[Records shown]

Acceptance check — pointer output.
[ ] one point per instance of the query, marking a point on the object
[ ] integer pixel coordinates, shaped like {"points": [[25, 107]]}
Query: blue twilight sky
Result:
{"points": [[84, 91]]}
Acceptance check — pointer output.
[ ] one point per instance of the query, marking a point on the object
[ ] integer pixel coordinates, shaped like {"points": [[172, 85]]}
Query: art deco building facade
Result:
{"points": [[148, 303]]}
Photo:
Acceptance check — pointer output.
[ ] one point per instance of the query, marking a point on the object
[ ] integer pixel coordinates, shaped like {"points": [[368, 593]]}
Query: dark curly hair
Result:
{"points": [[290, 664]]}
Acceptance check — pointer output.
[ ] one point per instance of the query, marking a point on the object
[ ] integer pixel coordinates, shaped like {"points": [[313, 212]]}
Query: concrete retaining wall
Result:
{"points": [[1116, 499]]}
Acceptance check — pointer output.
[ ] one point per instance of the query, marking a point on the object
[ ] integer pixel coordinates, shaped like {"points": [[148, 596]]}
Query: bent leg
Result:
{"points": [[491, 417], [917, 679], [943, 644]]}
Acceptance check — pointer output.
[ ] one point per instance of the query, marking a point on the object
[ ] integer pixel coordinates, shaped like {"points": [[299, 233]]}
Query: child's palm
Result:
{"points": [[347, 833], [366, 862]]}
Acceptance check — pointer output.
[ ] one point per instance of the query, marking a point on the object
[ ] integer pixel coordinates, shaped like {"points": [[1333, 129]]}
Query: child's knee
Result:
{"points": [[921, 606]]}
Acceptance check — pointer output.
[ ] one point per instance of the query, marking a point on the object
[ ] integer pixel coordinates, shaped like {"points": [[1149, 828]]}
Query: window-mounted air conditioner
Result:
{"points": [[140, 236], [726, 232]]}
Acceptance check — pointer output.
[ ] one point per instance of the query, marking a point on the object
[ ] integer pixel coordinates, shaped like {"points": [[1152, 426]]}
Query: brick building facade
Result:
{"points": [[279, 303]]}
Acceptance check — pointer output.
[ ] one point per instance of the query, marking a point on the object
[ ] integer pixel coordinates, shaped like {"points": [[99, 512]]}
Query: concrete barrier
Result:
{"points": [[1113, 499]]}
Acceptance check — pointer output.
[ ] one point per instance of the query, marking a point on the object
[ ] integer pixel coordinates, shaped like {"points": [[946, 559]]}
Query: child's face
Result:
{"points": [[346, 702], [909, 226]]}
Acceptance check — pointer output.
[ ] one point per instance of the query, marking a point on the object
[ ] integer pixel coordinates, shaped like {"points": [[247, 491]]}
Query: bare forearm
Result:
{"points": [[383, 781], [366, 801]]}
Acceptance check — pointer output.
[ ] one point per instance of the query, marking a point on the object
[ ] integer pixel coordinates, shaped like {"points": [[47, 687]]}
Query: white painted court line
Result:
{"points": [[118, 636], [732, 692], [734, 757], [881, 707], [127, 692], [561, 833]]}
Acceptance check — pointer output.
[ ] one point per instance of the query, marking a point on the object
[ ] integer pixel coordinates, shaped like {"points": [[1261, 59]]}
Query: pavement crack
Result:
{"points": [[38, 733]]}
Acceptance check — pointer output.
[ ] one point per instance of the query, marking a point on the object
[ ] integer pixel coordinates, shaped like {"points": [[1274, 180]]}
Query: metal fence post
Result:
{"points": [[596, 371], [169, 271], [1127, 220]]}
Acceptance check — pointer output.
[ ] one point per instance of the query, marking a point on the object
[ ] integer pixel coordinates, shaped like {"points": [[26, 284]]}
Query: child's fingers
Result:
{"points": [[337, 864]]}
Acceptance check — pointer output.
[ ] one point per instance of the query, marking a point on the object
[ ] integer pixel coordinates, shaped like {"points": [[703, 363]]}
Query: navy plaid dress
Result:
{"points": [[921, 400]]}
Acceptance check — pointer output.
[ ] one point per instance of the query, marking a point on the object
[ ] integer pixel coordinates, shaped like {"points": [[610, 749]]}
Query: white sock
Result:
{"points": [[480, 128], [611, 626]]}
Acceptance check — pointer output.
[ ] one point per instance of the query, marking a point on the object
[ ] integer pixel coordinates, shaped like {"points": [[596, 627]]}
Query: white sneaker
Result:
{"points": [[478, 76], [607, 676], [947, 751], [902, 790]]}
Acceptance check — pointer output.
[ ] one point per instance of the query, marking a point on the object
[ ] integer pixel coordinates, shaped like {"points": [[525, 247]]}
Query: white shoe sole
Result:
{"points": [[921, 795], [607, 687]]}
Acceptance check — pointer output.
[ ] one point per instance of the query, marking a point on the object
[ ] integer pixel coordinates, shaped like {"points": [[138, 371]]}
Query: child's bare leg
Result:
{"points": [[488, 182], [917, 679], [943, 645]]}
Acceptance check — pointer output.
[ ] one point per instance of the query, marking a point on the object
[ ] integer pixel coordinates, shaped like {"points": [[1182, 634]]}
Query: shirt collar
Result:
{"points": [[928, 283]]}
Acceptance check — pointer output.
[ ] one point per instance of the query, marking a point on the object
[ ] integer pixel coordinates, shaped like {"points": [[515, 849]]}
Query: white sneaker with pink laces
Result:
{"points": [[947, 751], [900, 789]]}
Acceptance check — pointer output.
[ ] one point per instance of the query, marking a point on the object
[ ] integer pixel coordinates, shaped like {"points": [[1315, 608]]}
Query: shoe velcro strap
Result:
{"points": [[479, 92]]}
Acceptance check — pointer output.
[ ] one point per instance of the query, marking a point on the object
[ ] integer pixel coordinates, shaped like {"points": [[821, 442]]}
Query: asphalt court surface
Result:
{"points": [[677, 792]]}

[/Records shown]

### Work to complete
Where does the string "building" occur in the listing above? Return every line that contains it.

### Answer box
Query: art deco building facade
Query: brick building facade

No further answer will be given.